> **Selected excerpt**
- - -
Like all polyomaviruses, TSPyV has a circular double-stranded DNA genome of around 5.2 kilobases. The genome was originally reported to contain five genes in an organization typical of polyomaviruses, with the small tumor antigen and large tumor antigen genes located in the "early" region of the genome expressed early in the infection cycle, and the viral capsid genes VP1, VP2, and VP3 expressed from the late region. A subsequent study of gene expression during TSPyV infection identified messenger RNA consistent with middle tumor antigen, an early-region protein whose homologs had previously only been reported in polyomaviruses that infect rodents. Middle tumor antigen in mouse and hamster polyomavirus has been closely associated with these viruses' ability to cause tumors. The same study also observed evidence of an additional protein, called tiny T, and of an alternatively spliced form of large tumor antigen known as ALTO.

==Clinical manifestations==
Trichodysplasia spinulosa is a proliferative skin disorder that occurs in immunocompromised people and is considered benign, but can be disfiguring. It was suspected to be associated with viral infection on the basis of the patient population in which it appeared, and electron microscopy studies of clinical samples identified virus-like particles of a size and shape consistent with a polyomavirus. Unlike Merkel cell carcinoma caused mostly by Merkel cell polyomavirus, trichodysplasia spinulosa is a dysplasia rather than a neoplasia. TSPyV appears to actively replicate in the hair follicle inner root sheath cells; hyperproliferation of these cells is thought to underlie the clinically observable manifestations of the disease. Antiviral drugs such as valganciclovir and cidofovir have shown benefit in treating this disorder in case reports.

==Epidemiology==
As with most human polyomaviruses, TSPyV is a common asymptomatic infection in healthy adults. Estimates of seroprevalence – that is, prevalence of detectable antibodies against viral proteins – in immunocompetent adults range from 70 to 80% in different sample populations. TSPyV infects the skin, but viral DNA is rarely detectable there in asymptomatic individuals even if they possess antibodies to the virus indicating exposure. TSPyV has been associated with disease only in severely immunocompromised individuals, and then only in a small minority of those in whom the virus is detectable. Individuals with TS symptoms exhibit much higher viral loads than do asymptomatically infected immunocompromised individuals.
- - -
> **Collected material**
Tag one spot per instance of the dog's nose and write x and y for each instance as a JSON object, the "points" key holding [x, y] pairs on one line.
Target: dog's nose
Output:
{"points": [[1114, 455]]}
- - -
> **Requirement**
Please answer these from the TSPyV passage, not the material:
(a) What is the approximate size of the TSPyV genome?
(b) In which cells does TSPyV appear to actively replicate?
(c) What range of seroprevalence is estimated for immunocompetent adults?

> **Task response**
(a) Around 5.2 kilobases.
(b) Hair follicle inner root sheath cells.
(c) 70 to 80%.